GIVEN PASSAGE »
============================================================

The hazing of Mitt Romney is thus, in a way, just part of the anointing. True, the hazing is getting rougher as the actual voting approaches; the rise of Newt Gingrich, which was sanctified on Sunday by the endorsement of the Manchester Union-Leader, is now Romney’s most significant challenge. Yet no Republican nominee has succeeded in recent times without being dinged early on.

(MORE: Jon Meacham: A Birthday for Modern Politics)

Ronald Reagan lost to Gerald Ford in 1976 and lost Iowa to George H.W. Bush in 1980 before triumphing in New Hampshire. In 1988 Bush lost Iowa to Bob Dole before settling down to victory. Pat Buchanan harassed Dole in 1996, and John McCain crushed George W. Bush in New Hampshire in 2000. McCain lost Iowa to Mike Huckabee in 2008. Romney failed in that race too, so he has checked the box of a previous run. His current troubles are also part of the drill.

Nobody — particularly competitive souls like politicians — likes losing, but campaigns are like baseball seasons: defeat and bad days are just part of the nature of things. What matters most at such hours is not whether you have a rough patch — everyone does — but how you deal with it. That’s why the Gingrich surge is important for Romney, and for all of us: to see how Romney handles adversity. Now’s the time to show us.

============================================================

SET EXERCISE » Copy word for word the part of the passage on Mitt Romney's campaign above that lies between "Ronald Reagan lost" and "to show us.", inclusive.

DATA PROVIDED »
============================================================

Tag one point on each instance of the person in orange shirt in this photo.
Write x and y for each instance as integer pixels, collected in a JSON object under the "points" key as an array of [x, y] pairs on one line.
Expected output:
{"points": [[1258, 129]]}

============================================================

SOLUTION FOR THIS TASK »
Ronald Reagan lost to Gerald Ford in 1976 and lost Iowa to George H.W. Bush in 1980 before triumphing in New Hampshire. In 1988 Bush lost Iowa to Bob Dole before settling down to victory. Pat Buchanan harassed Dole in 1996, and John McCain crushed George W. Bush in New Hampshire in 2000. McCain lost Iowa to Mike Huckabee in 2008. Romney failed in that race too, so he has checked the box of a previous run. His current troubles are also part of the drill.

Nobody — particularly competitive souls like politicians — likes losing, but campaigns are like baseball seasons: defeat and bad days are just part of the nature of things. What matters most at such hours is not whether you have a rough patch — everyone does — but how you deal with it. That’s why the Gingrich surge is important for Romney, and for all of us: to see how Romney handles adversity. Now’s the time to show us.